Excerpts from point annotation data
__________________________________________________

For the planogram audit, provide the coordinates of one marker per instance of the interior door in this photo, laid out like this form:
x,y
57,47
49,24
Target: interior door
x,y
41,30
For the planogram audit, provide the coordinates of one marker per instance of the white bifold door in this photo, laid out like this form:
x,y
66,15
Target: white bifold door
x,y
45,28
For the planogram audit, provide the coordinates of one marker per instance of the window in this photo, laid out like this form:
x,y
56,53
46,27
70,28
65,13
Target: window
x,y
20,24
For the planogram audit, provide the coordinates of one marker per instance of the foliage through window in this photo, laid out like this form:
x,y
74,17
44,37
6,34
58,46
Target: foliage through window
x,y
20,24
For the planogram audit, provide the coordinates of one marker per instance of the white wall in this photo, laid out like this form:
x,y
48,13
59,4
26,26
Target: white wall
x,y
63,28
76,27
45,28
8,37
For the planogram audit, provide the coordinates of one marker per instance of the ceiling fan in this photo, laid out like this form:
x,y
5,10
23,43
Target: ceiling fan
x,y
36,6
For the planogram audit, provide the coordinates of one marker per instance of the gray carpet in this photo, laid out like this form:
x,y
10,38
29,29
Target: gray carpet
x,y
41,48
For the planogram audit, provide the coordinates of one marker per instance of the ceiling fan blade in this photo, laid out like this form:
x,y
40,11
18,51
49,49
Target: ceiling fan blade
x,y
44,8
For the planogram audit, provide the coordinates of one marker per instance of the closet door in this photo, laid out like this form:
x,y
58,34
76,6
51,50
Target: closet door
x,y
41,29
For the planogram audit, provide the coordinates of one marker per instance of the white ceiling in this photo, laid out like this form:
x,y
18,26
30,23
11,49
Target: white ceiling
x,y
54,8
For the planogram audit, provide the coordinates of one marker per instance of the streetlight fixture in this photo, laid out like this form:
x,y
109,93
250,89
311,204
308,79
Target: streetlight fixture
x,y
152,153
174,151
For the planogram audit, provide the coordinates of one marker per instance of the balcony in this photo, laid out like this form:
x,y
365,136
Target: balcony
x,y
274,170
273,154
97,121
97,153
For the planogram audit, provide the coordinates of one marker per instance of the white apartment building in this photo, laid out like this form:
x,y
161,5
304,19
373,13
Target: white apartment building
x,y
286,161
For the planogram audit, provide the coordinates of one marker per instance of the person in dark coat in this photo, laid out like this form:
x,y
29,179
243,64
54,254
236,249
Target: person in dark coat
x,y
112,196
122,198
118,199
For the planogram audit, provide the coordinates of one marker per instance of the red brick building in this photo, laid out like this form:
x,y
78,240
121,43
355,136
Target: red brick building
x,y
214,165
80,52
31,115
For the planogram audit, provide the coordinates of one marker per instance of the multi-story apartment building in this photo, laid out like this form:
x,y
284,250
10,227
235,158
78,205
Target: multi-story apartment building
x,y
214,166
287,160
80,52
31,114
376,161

__________________________________________________

THE EXERCISE
Present all of the data above as a numbered list, with each line as its own item and any blank lines omitted.

SOLUTION TO THIS TASK
1. For the planogram audit, provide the coordinates of one marker per instance of the interior door in this photo, laid out like this form:
2. x,y
3. 57,47
4. 49,24
5. Target: interior door
6. x,y
7. 41,30
8. For the planogram audit, provide the coordinates of one marker per instance of the white bifold door in this photo, laid out like this form:
9. x,y
10. 66,15
11. Target: white bifold door
12. x,y
13. 45,28
14. For the planogram audit, provide the coordinates of one marker per instance of the window in this photo, laid out like this form:
15. x,y
16. 56,53
17. 46,27
18. 70,28
19. 65,13
20. Target: window
21. x,y
22. 20,24
23. For the planogram audit, provide the coordinates of one marker per instance of the foliage through window in this photo, laid out like this form:
24. x,y
25. 74,17
26. 44,37
27. 6,34
28. 58,46
29. Target: foliage through window
30. x,y
31. 20,24
32. For the planogram audit, provide the coordinates of one marker per instance of the white wall in this photo, laid out like this form:
33. x,y
34. 48,13
35. 59,4
36. 26,26
37. Target: white wall
38. x,y
39. 63,28
40. 76,27
41. 45,28
42. 8,37
43. For the planogram audit, provide the coordinates of one marker per instance of the ceiling fan in this photo, laid out like this form:
44. x,y
45. 5,10
46. 23,43
47. Target: ceiling fan
48. x,y
49. 36,6
50. For the planogram audit, provide the coordinates of one marker per instance of the gray carpet in this photo, laid out like this form:
51. x,y
52. 10,38
53. 29,29
54. Target: gray carpet
55. x,y
56. 41,48
57. For the planogram audit, provide the coordinates of one marker per instance of the ceiling fan blade in this photo, laid out like this form:
58. x,y
59. 40,11
60. 18,51
61. 49,49
62. Target: ceiling fan blade
63. x,y
64. 44,8
65. For the planogram audit, provide the coordinates of one marker per instance of the closet door in this photo, laid out like this form:
66. x,y
67. 58,34
68. 76,6
69. 51,50
70. Target: closet door
71. x,y
72. 41,29
73. For the planogram audit, provide the coordinates of one marker per instance of the white ceiling in this photo, laid out like this form:
74. x,y
75. 18,26
76. 30,23
77. 11,49
78. Target: white ceiling
79. x,y
80. 54,8
81. For the planogram audit, provide the coordinates of one marker per instance of the streetlight fixture in this photo, laid out like this form:
82. x,y
83. 109,93
84. 250,89
85. 311,204
86. 308,79
87. Target: streetlight fixture
88. x,y
89. 152,153
90. 174,151
91. For the planogram audit, provide the coordinates of one marker per instance of the balcony in this photo, laid out like this form:
92. x,y
93. 365,136
94. Target: balcony
95. x,y
96. 274,170
97. 273,154
98. 97,121
99. 97,153
100. For the planogram audit, provide the coordinates of one marker per instance of the white apartment building in this photo, laid out like this form:
101. x,y
102. 161,5
103. 304,19
104. 373,13
105. Target: white apartment building
106. x,y
107. 286,161
108. For the planogram audit, provide the coordinates of one marker per instance of the person in dark coat in this photo, laid out like this form:
109. x,y
110. 29,179
111. 243,64
112. 54,254
113. 236,249
114. Target: person in dark coat
115. x,y
116. 112,196
117. 122,198
118. 118,199
119. For the planogram audit, provide the coordinates of one marker per instance of the red brick building in this photo, laid out like this form:
120. x,y
121. 78,240
122. 121,43
123. 355,136
124. Target: red brick building
125. x,y
126. 214,165
127. 80,52
128. 31,115
129. For the planogram audit, provide the coordinates of one marker per instance of the multi-story apartment building in this photo, laid out like this form:
130. x,y
131. 284,250
132. 10,227
133. 235,158
134. 78,205
135. Target: multi-story apartment building
136. x,y
137. 214,166
138. 287,160
139. 80,52
140. 31,114
141. 376,161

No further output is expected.